Extracted records:

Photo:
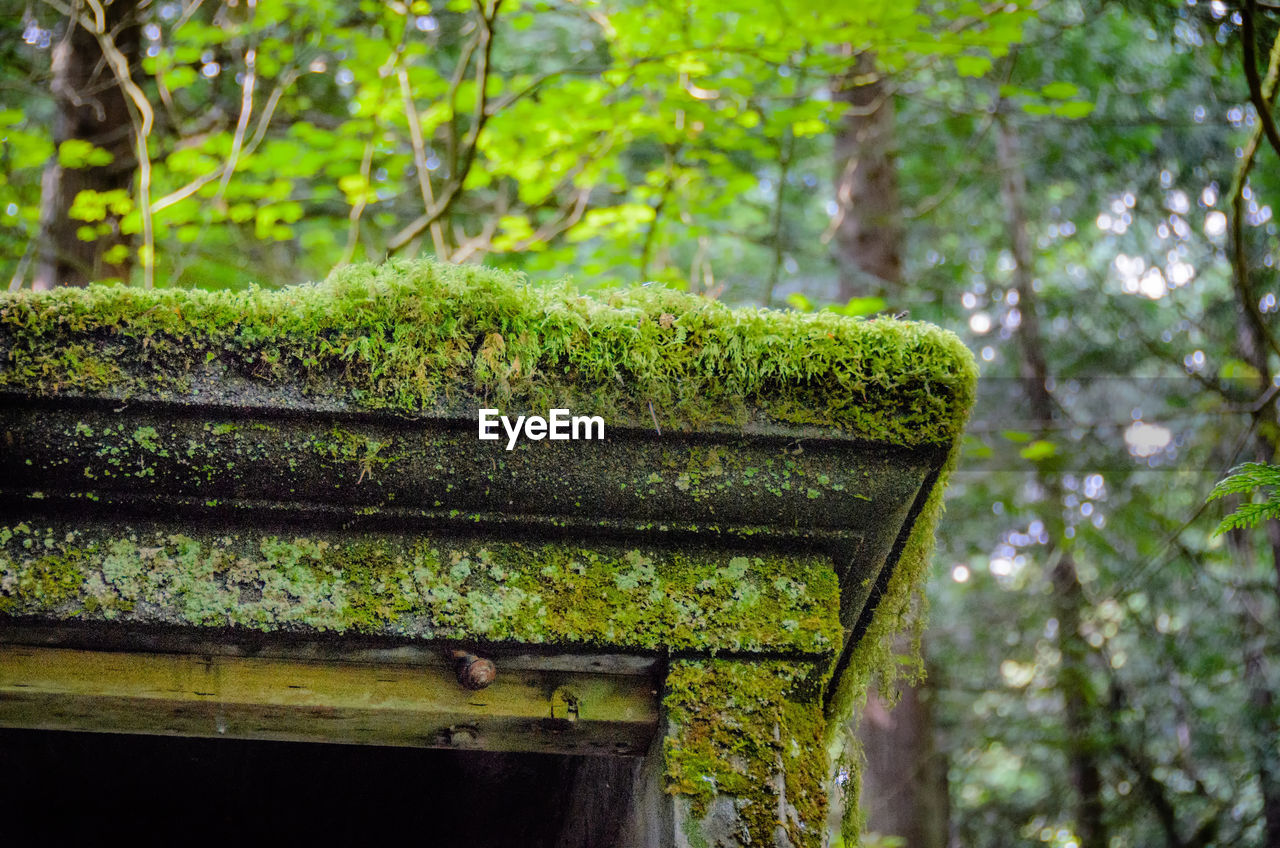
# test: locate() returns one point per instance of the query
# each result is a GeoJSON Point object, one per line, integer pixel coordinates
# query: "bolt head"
{"type": "Point", "coordinates": [478, 673]}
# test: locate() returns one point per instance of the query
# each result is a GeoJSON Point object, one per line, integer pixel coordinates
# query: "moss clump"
{"type": "Point", "coordinates": [534, 593]}
{"type": "Point", "coordinates": [900, 609]}
{"type": "Point", "coordinates": [749, 735]}
{"type": "Point", "coordinates": [426, 338]}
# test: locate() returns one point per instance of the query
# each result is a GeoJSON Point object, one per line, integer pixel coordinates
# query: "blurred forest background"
{"type": "Point", "coordinates": [1079, 188]}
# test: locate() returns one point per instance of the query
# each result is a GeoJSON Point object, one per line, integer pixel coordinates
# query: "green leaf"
{"type": "Point", "coordinates": [799, 302]}
{"type": "Point", "coordinates": [1038, 450]}
{"type": "Point", "coordinates": [858, 306]}
{"type": "Point", "coordinates": [1060, 90]}
{"type": "Point", "coordinates": [972, 65]}
{"type": "Point", "coordinates": [1074, 109]}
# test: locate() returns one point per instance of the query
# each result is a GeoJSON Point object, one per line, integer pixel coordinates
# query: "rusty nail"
{"type": "Point", "coordinates": [474, 673]}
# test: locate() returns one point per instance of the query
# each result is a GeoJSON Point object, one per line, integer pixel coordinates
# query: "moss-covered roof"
{"type": "Point", "coordinates": [423, 338]}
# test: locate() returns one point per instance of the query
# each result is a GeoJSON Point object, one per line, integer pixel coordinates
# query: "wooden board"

— EXERCISE BRIEF —
Rewrite all the lines of the records above as a numbered list, skipping blank lines and leaving out the pictures.

— RESPONSE FOR THIS EXERCISE —
1. Photo:
2. # test: locate() returns one point per instance of the query
3. # each result is a GeoJSON Point object, one per line, integer pixel coordinates
4. # query: "bolt head"
5. {"type": "Point", "coordinates": [478, 673]}
6. # test: locate() returns one point per instance of the query
7. # each result is a GeoJSON Point object, one per line, integer pixel coordinates
8. # query: "moss clump"
9. {"type": "Point", "coordinates": [534, 593]}
10. {"type": "Point", "coordinates": [900, 609]}
11. {"type": "Point", "coordinates": [749, 735]}
12. {"type": "Point", "coordinates": [426, 338]}
13. # test: locate() returns one point per instance of the query
14. # each result is a GeoJSON Point object, one per line, integer pixel coordinates
15. # query: "blurred forest background"
16. {"type": "Point", "coordinates": [1079, 188]}
17. # test: locate() returns one point per instance of the query
18. # each result is a GeoJSON Point object, one per line, integer pixel coordinates
19. # query: "green leaf"
20. {"type": "Point", "coordinates": [799, 302]}
21. {"type": "Point", "coordinates": [1038, 450]}
22. {"type": "Point", "coordinates": [858, 306]}
23. {"type": "Point", "coordinates": [1060, 90]}
24. {"type": "Point", "coordinates": [972, 65]}
25. {"type": "Point", "coordinates": [1074, 109]}
26. # test: locate() returns one point per instance of the query
27. # each result is a GeoJSON Point object, one per line, integer pixel coordinates
28. # query: "rusty nail"
29. {"type": "Point", "coordinates": [474, 673]}
30. # test: locate() returns one point per instance of the query
31. # each result is a GeoJSON Point object, one per line, integer pixel coordinates
32. # query: "moss-covered roof"
33. {"type": "Point", "coordinates": [423, 338]}
34. # test: locate() returns one point per instance of the query
35. # each result is a GeoJSON Point object, one per line, integer pixel coordinates
36. # query: "wooden board"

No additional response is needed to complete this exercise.